What you need to do —
Copy the line containing "[locate] group of", then all lines after it up to and including the final line of the material, exactly and without additions.

Stored data entries —
* Start *

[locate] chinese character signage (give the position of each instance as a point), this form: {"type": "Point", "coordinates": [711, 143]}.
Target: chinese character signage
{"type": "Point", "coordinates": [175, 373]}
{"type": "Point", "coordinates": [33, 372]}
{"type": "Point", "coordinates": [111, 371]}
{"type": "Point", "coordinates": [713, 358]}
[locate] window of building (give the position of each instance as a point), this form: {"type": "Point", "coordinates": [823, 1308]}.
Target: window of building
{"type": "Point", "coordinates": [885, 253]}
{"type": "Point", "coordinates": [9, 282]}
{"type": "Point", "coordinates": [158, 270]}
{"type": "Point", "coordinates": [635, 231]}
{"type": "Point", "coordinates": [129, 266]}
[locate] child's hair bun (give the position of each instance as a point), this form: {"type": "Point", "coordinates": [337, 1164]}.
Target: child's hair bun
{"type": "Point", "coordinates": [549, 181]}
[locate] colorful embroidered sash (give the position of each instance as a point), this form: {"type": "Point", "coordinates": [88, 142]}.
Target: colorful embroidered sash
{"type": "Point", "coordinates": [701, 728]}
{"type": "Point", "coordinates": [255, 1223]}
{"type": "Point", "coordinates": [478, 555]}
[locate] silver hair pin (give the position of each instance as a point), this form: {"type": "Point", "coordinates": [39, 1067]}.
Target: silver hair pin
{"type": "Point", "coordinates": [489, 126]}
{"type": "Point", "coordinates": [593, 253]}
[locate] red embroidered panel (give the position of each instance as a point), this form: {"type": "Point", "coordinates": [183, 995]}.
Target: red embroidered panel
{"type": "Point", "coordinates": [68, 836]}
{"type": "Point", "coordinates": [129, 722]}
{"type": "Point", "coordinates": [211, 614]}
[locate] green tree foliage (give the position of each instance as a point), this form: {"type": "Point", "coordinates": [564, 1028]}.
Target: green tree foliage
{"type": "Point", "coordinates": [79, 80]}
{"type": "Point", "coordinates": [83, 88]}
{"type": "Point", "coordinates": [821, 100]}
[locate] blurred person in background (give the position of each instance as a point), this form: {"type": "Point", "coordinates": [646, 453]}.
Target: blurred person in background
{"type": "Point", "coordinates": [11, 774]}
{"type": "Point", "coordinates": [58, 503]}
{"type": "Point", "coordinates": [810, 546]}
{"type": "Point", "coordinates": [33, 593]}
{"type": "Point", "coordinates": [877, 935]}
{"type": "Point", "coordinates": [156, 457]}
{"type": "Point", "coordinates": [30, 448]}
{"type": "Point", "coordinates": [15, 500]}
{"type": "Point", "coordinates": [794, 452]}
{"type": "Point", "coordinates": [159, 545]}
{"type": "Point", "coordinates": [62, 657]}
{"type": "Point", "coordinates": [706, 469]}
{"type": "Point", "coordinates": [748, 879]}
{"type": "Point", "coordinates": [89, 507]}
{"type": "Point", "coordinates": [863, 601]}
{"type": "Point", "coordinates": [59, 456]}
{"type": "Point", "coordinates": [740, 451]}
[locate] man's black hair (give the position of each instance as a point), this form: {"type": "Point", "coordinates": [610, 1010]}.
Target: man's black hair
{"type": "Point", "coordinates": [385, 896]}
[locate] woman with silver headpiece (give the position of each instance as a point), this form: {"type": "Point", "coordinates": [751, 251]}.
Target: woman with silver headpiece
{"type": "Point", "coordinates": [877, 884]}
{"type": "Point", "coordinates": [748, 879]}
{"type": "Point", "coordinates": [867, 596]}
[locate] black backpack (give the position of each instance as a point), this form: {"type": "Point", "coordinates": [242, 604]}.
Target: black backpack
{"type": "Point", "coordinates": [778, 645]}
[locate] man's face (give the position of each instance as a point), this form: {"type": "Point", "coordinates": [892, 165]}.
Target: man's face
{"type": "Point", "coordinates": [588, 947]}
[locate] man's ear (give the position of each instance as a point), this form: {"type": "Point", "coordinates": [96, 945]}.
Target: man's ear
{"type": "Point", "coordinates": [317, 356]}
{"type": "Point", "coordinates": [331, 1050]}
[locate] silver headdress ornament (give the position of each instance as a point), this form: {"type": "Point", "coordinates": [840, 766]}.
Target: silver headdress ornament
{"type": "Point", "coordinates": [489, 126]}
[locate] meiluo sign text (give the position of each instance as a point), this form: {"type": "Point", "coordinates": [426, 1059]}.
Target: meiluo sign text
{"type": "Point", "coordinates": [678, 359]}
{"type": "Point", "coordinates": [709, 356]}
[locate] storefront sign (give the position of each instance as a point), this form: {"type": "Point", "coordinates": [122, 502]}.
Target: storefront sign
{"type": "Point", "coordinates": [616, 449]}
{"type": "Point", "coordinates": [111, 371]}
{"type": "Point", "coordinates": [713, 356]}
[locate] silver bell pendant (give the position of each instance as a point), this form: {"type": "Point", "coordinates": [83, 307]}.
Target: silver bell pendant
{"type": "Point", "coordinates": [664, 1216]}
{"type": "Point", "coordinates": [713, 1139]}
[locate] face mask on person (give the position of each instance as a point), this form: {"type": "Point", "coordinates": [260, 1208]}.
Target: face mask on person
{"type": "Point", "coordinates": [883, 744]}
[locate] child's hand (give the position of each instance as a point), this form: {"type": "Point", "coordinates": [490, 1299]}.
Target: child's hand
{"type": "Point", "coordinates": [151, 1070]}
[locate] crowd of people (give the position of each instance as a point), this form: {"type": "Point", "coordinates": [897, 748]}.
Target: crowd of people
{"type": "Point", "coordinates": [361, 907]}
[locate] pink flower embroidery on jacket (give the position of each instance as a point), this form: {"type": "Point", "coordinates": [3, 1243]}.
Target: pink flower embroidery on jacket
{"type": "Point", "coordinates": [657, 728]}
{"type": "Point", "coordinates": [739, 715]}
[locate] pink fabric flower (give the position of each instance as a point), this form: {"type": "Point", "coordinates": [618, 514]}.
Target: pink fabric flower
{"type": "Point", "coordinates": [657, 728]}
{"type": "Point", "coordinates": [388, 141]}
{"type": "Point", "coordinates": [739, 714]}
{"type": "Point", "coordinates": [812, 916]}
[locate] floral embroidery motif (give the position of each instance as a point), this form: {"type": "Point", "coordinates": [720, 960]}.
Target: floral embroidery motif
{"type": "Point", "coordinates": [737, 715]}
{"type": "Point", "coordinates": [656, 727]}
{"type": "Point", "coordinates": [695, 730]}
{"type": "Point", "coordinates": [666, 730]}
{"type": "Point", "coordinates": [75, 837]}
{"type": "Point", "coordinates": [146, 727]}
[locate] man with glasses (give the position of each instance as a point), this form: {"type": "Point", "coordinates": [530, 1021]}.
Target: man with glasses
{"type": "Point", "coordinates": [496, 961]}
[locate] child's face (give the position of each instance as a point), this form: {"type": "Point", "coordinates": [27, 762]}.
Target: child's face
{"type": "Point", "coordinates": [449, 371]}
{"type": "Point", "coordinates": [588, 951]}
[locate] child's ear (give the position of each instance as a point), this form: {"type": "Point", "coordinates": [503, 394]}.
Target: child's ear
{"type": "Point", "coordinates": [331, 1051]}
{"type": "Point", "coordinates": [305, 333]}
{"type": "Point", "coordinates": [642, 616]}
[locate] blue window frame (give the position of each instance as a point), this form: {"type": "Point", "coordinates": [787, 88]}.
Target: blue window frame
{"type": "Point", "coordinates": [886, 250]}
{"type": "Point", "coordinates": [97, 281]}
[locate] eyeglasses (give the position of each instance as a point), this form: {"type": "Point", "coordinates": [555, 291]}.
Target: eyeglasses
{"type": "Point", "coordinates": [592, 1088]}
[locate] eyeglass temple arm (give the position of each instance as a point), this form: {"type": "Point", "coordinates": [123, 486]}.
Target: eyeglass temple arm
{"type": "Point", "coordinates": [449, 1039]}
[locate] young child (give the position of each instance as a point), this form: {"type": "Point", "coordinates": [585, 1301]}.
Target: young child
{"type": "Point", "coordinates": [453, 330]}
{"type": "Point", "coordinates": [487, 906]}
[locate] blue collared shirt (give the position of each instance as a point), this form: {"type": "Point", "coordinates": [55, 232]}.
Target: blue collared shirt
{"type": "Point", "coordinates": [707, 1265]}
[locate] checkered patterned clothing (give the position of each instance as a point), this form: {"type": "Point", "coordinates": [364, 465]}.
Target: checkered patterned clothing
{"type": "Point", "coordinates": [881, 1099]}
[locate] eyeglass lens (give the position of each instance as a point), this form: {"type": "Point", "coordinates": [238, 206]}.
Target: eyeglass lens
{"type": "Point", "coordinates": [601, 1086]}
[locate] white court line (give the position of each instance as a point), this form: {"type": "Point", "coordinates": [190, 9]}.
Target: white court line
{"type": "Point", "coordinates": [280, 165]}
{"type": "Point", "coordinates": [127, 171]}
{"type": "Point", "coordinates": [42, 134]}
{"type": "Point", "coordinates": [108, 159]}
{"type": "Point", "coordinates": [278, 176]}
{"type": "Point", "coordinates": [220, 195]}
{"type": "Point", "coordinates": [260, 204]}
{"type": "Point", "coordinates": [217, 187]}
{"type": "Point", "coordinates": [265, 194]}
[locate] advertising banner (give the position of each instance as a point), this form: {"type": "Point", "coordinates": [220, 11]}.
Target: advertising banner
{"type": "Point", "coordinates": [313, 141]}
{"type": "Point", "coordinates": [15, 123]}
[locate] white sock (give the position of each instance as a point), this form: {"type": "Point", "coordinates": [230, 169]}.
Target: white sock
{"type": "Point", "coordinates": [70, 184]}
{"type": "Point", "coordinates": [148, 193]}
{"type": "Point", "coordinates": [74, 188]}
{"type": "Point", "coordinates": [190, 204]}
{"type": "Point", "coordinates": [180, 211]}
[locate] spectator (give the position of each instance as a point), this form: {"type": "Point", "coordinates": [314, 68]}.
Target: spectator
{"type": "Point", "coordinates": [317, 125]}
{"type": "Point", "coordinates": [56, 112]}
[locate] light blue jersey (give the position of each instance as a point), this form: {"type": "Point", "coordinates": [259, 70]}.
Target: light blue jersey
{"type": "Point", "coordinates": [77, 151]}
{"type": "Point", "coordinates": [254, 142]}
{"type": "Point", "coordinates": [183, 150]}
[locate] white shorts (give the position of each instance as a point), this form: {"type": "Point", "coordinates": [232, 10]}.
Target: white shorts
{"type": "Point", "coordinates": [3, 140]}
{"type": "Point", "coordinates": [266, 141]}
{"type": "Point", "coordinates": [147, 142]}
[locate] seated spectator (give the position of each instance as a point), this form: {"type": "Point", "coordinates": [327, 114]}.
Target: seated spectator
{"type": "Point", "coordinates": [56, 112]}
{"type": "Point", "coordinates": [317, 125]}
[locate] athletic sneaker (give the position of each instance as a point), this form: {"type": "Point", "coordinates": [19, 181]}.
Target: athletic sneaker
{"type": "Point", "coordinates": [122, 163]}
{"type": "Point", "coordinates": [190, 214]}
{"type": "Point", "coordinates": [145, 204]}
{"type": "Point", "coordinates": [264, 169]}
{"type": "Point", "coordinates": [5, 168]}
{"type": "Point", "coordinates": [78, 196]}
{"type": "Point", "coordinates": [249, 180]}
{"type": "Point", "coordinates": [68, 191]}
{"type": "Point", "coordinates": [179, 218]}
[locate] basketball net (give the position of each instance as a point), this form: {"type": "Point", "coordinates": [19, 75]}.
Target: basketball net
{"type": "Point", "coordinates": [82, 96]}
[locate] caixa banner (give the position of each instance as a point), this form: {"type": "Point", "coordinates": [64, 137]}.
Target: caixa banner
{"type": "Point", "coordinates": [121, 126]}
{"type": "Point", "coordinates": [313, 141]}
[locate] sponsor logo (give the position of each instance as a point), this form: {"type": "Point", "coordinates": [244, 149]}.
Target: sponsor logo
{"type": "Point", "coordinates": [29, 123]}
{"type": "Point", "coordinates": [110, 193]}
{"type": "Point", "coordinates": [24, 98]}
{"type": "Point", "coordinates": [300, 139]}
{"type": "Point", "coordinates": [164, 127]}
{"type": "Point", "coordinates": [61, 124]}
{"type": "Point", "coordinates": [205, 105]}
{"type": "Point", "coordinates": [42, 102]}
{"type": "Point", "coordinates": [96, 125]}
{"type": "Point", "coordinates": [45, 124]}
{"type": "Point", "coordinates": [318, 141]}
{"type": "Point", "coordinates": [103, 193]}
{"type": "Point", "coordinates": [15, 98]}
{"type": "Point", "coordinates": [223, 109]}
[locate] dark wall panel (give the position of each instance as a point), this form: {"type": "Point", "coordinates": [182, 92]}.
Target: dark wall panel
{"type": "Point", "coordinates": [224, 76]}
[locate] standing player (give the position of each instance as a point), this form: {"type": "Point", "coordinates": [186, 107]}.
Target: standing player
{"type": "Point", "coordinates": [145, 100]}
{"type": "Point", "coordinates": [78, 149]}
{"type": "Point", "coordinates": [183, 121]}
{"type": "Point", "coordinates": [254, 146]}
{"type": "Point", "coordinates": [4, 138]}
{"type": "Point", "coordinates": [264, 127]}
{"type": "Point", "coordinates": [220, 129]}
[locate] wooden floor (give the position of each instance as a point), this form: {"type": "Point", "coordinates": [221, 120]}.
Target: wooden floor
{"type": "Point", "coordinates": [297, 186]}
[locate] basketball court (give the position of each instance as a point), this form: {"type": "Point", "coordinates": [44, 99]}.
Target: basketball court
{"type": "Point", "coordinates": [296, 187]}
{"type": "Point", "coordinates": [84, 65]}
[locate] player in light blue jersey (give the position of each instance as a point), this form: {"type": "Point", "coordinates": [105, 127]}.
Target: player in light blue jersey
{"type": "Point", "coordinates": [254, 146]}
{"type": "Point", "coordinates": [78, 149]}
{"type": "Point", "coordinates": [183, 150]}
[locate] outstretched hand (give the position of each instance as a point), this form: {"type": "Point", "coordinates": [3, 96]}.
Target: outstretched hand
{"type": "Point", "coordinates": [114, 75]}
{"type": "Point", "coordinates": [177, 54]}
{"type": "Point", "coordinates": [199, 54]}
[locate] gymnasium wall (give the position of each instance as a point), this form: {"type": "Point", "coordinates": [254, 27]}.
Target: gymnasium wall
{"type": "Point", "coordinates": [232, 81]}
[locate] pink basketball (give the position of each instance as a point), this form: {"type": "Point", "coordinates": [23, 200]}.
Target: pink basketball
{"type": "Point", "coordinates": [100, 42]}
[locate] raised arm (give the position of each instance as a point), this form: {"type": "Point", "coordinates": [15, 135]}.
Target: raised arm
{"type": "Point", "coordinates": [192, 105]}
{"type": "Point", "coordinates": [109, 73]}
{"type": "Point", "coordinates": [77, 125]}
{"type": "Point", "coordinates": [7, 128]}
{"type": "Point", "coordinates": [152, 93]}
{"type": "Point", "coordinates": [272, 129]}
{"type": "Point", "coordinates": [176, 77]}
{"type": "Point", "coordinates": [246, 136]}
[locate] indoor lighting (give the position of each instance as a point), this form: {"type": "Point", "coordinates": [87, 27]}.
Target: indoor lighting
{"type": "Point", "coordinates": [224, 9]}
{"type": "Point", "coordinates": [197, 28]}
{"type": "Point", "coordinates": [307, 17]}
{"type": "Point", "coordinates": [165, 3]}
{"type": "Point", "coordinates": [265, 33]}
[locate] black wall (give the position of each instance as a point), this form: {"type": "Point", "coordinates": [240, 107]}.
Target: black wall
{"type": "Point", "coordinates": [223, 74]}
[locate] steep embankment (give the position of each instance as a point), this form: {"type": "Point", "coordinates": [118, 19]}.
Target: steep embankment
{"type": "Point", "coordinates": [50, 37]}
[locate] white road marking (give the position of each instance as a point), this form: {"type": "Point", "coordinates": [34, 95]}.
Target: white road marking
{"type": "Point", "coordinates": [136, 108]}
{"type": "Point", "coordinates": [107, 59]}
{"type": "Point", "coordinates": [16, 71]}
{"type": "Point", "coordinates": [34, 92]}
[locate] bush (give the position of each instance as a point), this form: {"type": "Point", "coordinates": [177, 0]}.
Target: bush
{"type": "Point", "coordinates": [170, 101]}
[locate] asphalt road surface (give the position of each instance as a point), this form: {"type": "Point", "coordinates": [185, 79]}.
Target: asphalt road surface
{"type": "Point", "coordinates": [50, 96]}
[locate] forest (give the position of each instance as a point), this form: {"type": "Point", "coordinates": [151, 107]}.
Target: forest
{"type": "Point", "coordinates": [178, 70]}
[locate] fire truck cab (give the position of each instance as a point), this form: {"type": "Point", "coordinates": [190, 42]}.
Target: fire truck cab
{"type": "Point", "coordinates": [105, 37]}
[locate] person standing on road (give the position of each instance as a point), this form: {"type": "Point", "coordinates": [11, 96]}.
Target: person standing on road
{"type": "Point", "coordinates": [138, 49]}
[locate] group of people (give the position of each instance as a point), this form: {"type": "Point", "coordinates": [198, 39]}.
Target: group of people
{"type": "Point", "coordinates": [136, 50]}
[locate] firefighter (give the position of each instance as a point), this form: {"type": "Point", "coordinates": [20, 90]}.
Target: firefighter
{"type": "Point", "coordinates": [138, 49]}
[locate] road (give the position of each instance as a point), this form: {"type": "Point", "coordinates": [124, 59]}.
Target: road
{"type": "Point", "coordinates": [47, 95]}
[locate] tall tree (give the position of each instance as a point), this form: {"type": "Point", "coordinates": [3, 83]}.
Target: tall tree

* End *

Task solution —
[locate] group of people (give the position of each instance as a point), this form: {"type": "Point", "coordinates": [198, 39]}.
Target: group of people
{"type": "Point", "coordinates": [136, 50]}
[locate] firefighter (give the position of each instance as a point), this form: {"type": "Point", "coordinates": [20, 90]}.
Target: firefighter
{"type": "Point", "coordinates": [138, 49]}
[locate] road (give the position of each instance as a point), this form: {"type": "Point", "coordinates": [124, 59]}.
Target: road
{"type": "Point", "coordinates": [47, 95]}
[locate] tall tree (give the position of each instance as a point), this form: {"type": "Point", "coordinates": [3, 83]}.
Target: tall tree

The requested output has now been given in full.